## What to work on
Report each line in the records below that contains the string "metal", copying every such line in full. Treat uppercase and lowercase letters as distinct when matching.

— Start Data section —

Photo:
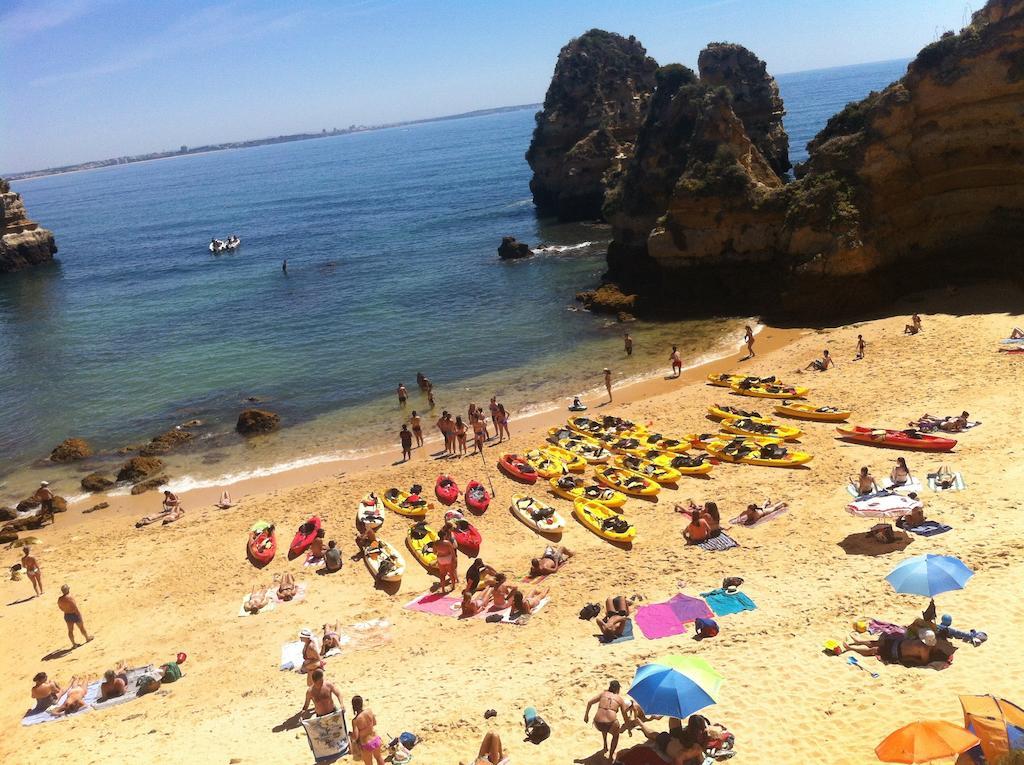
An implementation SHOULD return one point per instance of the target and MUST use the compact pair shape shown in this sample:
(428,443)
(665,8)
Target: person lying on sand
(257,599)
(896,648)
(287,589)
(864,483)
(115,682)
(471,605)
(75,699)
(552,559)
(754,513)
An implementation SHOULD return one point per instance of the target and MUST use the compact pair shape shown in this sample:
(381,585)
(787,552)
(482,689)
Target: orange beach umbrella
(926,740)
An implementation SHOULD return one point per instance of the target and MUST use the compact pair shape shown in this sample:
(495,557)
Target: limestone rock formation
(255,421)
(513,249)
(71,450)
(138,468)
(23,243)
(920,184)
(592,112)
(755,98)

— End Data section —
— Start Data section —

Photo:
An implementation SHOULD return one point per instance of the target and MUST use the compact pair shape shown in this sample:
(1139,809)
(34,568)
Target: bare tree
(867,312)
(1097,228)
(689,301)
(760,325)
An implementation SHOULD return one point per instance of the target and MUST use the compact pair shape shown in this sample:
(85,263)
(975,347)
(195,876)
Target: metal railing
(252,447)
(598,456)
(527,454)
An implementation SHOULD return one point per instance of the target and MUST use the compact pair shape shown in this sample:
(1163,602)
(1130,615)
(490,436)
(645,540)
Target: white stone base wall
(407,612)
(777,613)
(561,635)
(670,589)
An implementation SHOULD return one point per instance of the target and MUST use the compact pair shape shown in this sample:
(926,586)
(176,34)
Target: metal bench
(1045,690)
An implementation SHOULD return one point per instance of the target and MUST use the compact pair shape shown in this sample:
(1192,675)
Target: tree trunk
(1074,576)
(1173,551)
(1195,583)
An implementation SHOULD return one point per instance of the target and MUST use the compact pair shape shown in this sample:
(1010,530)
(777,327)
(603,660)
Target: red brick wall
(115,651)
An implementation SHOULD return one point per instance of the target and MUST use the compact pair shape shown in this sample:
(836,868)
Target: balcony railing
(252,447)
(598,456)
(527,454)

— End Data section —

## Result for this task
Target: metal railing
Target: metal bench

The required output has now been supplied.